Pull every line holding the word "each" out of the data and copy it.

Supplied records
--

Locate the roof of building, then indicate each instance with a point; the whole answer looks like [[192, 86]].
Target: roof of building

--

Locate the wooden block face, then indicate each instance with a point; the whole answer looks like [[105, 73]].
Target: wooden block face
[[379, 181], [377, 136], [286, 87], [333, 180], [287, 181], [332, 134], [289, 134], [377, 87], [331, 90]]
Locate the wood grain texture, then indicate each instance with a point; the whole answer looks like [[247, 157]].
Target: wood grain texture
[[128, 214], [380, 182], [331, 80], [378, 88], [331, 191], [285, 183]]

--

Exercise response
Locate the roof of building, then indicate each instance with a point; the whole answer looks like [[192, 86]].
Locate the wooden block face, then indicate each instance with a point; the whole answer looks like [[105, 73]].
Locate the wood grain texture, then indicate each instance with a point; the whole answer looks like [[247, 157]].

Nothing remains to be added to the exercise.